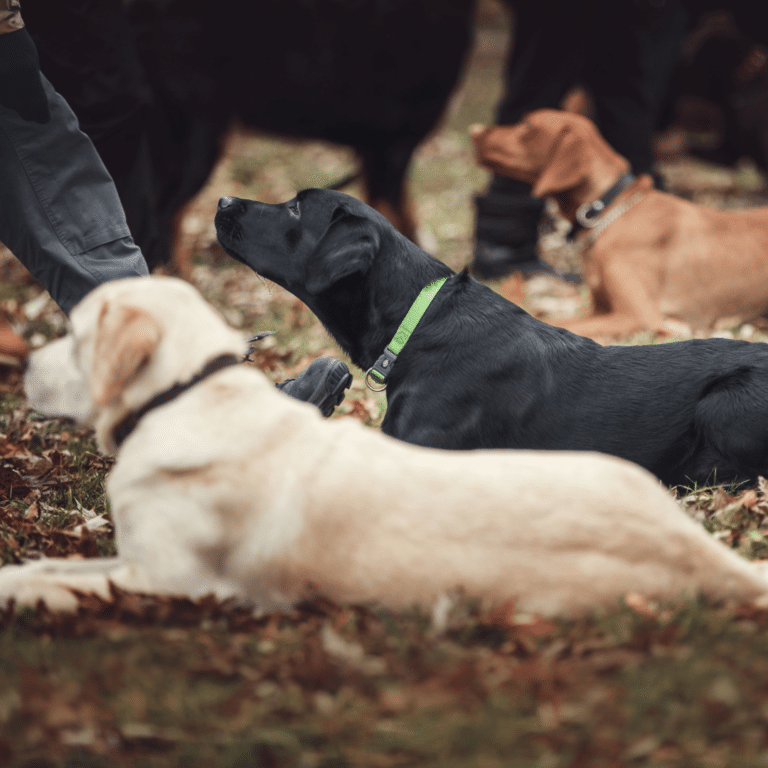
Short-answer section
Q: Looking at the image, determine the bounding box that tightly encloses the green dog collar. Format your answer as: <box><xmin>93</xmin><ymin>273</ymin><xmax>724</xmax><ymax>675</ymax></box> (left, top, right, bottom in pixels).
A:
<box><xmin>365</xmin><ymin>277</ymin><xmax>448</xmax><ymax>392</ymax></box>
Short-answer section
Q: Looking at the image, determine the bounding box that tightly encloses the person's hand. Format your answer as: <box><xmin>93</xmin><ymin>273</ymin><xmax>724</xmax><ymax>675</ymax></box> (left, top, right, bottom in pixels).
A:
<box><xmin>0</xmin><ymin>29</ymin><xmax>51</xmax><ymax>123</ymax></box>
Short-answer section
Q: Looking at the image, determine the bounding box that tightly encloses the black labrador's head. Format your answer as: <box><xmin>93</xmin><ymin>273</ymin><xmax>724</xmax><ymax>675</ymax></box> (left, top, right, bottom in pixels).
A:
<box><xmin>215</xmin><ymin>189</ymin><xmax>384</xmax><ymax>303</ymax></box>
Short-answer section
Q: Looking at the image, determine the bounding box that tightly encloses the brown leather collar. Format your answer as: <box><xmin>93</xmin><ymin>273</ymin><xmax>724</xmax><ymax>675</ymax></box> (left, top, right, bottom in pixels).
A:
<box><xmin>568</xmin><ymin>173</ymin><xmax>637</xmax><ymax>240</ymax></box>
<box><xmin>112</xmin><ymin>354</ymin><xmax>240</xmax><ymax>448</ymax></box>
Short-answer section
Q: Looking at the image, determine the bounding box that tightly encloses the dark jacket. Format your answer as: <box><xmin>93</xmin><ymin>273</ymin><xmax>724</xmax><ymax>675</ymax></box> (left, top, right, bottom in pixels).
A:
<box><xmin>0</xmin><ymin>0</ymin><xmax>24</xmax><ymax>35</ymax></box>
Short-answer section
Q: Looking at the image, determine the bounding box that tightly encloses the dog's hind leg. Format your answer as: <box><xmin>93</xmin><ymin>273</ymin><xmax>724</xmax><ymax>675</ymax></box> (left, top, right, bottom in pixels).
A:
<box><xmin>690</xmin><ymin>366</ymin><xmax>768</xmax><ymax>483</ymax></box>
<box><xmin>0</xmin><ymin>557</ymin><xmax>153</xmax><ymax>612</ymax></box>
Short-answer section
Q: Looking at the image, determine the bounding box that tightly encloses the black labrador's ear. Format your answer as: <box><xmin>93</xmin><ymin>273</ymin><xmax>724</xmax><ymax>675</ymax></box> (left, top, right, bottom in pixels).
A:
<box><xmin>304</xmin><ymin>206</ymin><xmax>380</xmax><ymax>296</ymax></box>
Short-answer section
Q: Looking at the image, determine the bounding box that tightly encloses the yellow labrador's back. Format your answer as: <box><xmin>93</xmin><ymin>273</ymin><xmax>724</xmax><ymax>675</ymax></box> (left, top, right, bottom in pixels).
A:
<box><xmin>109</xmin><ymin>368</ymin><xmax>767</xmax><ymax>615</ymax></box>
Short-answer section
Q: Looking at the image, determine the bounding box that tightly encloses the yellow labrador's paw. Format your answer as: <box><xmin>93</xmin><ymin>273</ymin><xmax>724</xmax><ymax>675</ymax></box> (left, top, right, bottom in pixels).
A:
<box><xmin>0</xmin><ymin>573</ymin><xmax>78</xmax><ymax>613</ymax></box>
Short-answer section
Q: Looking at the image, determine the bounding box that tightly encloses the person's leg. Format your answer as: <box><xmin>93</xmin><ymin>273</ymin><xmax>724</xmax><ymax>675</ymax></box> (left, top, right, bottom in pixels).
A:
<box><xmin>0</xmin><ymin>78</ymin><xmax>148</xmax><ymax>313</ymax></box>
<box><xmin>472</xmin><ymin>0</ymin><xmax>594</xmax><ymax>279</ymax></box>
<box><xmin>585</xmin><ymin>0</ymin><xmax>687</xmax><ymax>174</ymax></box>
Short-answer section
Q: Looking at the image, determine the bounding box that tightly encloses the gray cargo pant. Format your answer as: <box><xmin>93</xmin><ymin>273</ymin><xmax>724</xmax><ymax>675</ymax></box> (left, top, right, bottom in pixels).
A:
<box><xmin>0</xmin><ymin>72</ymin><xmax>148</xmax><ymax>313</ymax></box>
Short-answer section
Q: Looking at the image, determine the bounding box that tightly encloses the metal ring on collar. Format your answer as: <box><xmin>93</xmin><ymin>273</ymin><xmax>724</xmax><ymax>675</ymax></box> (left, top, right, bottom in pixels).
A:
<box><xmin>365</xmin><ymin>366</ymin><xmax>387</xmax><ymax>392</ymax></box>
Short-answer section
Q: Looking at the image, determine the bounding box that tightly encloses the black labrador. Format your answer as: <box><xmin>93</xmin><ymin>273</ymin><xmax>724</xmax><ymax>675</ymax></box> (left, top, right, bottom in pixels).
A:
<box><xmin>216</xmin><ymin>189</ymin><xmax>768</xmax><ymax>485</ymax></box>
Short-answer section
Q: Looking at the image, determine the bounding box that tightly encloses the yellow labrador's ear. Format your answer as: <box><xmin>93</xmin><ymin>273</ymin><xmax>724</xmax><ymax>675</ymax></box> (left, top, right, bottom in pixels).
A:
<box><xmin>532</xmin><ymin>126</ymin><xmax>589</xmax><ymax>197</ymax></box>
<box><xmin>91</xmin><ymin>302</ymin><xmax>161</xmax><ymax>406</ymax></box>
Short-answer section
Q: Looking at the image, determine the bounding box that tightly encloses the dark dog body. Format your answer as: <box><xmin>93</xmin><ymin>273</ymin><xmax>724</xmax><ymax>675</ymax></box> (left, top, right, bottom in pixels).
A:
<box><xmin>216</xmin><ymin>190</ymin><xmax>768</xmax><ymax>485</ymax></box>
<box><xmin>24</xmin><ymin>0</ymin><xmax>474</xmax><ymax>266</ymax></box>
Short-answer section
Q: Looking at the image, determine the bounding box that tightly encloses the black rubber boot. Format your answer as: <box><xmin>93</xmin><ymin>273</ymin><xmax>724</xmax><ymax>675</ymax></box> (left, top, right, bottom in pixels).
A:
<box><xmin>275</xmin><ymin>357</ymin><xmax>352</xmax><ymax>418</ymax></box>
<box><xmin>470</xmin><ymin>188</ymin><xmax>554</xmax><ymax>280</ymax></box>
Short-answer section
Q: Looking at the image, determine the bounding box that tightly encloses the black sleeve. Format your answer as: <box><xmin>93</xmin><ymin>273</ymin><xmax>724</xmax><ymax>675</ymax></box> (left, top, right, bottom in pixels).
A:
<box><xmin>0</xmin><ymin>29</ymin><xmax>51</xmax><ymax>123</ymax></box>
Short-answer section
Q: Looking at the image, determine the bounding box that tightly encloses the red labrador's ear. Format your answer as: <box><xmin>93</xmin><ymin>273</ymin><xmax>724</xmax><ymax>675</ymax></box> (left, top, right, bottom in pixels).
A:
<box><xmin>532</xmin><ymin>126</ymin><xmax>589</xmax><ymax>197</ymax></box>
<box><xmin>91</xmin><ymin>302</ymin><xmax>161</xmax><ymax>406</ymax></box>
<box><xmin>304</xmin><ymin>206</ymin><xmax>380</xmax><ymax>296</ymax></box>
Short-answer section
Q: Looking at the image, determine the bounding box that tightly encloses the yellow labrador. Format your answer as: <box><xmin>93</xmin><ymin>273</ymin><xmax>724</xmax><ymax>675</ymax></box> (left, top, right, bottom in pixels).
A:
<box><xmin>6</xmin><ymin>277</ymin><xmax>768</xmax><ymax>615</ymax></box>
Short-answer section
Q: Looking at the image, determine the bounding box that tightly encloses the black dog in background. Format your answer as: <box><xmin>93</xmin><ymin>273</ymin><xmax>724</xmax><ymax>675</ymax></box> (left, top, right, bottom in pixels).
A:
<box><xmin>216</xmin><ymin>189</ymin><xmax>768</xmax><ymax>485</ymax></box>
<box><xmin>24</xmin><ymin>0</ymin><xmax>474</xmax><ymax>267</ymax></box>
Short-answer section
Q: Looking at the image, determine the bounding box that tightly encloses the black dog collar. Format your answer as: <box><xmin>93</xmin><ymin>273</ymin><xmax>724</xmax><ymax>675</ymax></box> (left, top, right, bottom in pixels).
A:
<box><xmin>112</xmin><ymin>355</ymin><xmax>240</xmax><ymax>448</ymax></box>
<box><xmin>568</xmin><ymin>173</ymin><xmax>637</xmax><ymax>240</ymax></box>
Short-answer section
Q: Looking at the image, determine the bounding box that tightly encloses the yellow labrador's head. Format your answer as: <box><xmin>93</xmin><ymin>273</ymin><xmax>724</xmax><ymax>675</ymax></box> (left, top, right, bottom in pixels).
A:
<box><xmin>24</xmin><ymin>277</ymin><xmax>245</xmax><ymax>448</ymax></box>
<box><xmin>471</xmin><ymin>109</ymin><xmax>629</xmax><ymax>197</ymax></box>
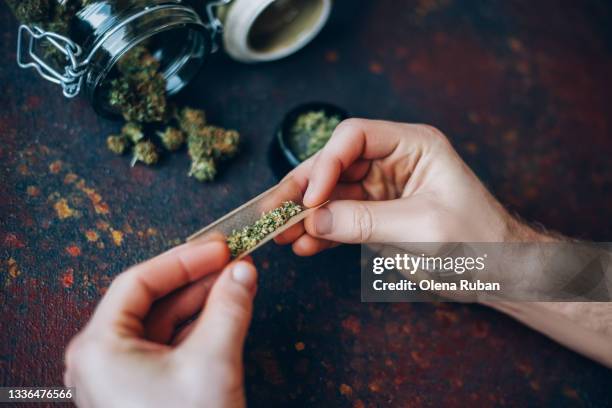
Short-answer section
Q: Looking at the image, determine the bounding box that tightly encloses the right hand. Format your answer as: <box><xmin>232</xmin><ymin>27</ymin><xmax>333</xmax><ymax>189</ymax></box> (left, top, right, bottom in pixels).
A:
<box><xmin>276</xmin><ymin>119</ymin><xmax>537</xmax><ymax>256</ymax></box>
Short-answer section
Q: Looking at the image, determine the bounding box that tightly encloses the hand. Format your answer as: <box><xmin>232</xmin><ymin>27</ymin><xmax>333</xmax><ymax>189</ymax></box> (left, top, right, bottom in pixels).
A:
<box><xmin>276</xmin><ymin>119</ymin><xmax>536</xmax><ymax>256</ymax></box>
<box><xmin>65</xmin><ymin>242</ymin><xmax>257</xmax><ymax>407</ymax></box>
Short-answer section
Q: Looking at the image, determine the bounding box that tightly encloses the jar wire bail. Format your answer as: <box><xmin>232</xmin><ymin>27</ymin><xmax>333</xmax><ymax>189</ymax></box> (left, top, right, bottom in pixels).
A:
<box><xmin>17</xmin><ymin>0</ymin><xmax>232</xmax><ymax>98</ymax></box>
<box><xmin>17</xmin><ymin>24</ymin><xmax>87</xmax><ymax>98</ymax></box>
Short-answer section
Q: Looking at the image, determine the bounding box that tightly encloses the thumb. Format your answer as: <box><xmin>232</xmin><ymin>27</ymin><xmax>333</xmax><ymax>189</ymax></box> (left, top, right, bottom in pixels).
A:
<box><xmin>181</xmin><ymin>261</ymin><xmax>257</xmax><ymax>364</ymax></box>
<box><xmin>304</xmin><ymin>198</ymin><xmax>432</xmax><ymax>244</ymax></box>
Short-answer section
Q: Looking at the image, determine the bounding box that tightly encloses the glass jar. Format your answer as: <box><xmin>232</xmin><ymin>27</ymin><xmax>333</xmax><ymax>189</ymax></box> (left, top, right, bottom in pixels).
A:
<box><xmin>17</xmin><ymin>0</ymin><xmax>229</xmax><ymax>115</ymax></box>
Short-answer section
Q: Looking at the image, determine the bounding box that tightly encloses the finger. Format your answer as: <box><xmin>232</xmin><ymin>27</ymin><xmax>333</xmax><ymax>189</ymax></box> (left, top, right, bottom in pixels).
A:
<box><xmin>304</xmin><ymin>119</ymin><xmax>418</xmax><ymax>207</ymax></box>
<box><xmin>92</xmin><ymin>241</ymin><xmax>230</xmax><ymax>334</ymax></box>
<box><xmin>291</xmin><ymin>234</ymin><xmax>333</xmax><ymax>256</ymax></box>
<box><xmin>274</xmin><ymin>222</ymin><xmax>305</xmax><ymax>245</ymax></box>
<box><xmin>340</xmin><ymin>159</ymin><xmax>372</xmax><ymax>182</ymax></box>
<box><xmin>145</xmin><ymin>274</ymin><xmax>218</xmax><ymax>344</ymax></box>
<box><xmin>304</xmin><ymin>197</ymin><xmax>435</xmax><ymax>243</ymax></box>
<box><xmin>180</xmin><ymin>261</ymin><xmax>257</xmax><ymax>364</ymax></box>
<box><xmin>329</xmin><ymin>183</ymin><xmax>368</xmax><ymax>201</ymax></box>
<box><xmin>171</xmin><ymin>322</ymin><xmax>195</xmax><ymax>346</ymax></box>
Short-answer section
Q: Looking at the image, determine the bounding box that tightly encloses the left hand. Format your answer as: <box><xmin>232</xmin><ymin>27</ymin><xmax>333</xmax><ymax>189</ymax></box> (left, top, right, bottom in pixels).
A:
<box><xmin>65</xmin><ymin>242</ymin><xmax>257</xmax><ymax>407</ymax></box>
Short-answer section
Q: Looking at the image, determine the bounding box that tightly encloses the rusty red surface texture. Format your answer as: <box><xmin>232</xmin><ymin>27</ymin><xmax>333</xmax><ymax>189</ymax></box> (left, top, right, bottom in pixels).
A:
<box><xmin>0</xmin><ymin>0</ymin><xmax>612</xmax><ymax>407</ymax></box>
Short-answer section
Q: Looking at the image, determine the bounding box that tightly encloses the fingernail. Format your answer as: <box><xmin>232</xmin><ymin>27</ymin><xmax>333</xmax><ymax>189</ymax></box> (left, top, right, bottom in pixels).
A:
<box><xmin>302</xmin><ymin>187</ymin><xmax>312</xmax><ymax>206</ymax></box>
<box><xmin>232</xmin><ymin>262</ymin><xmax>257</xmax><ymax>289</ymax></box>
<box><xmin>314</xmin><ymin>207</ymin><xmax>334</xmax><ymax>235</ymax></box>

--- --- ---

• **Aim**:
How many lines in the listing above contain the string "dark"? Uppercase and lowercase letters count as different. Give only the number.

• **Exercise output**:
2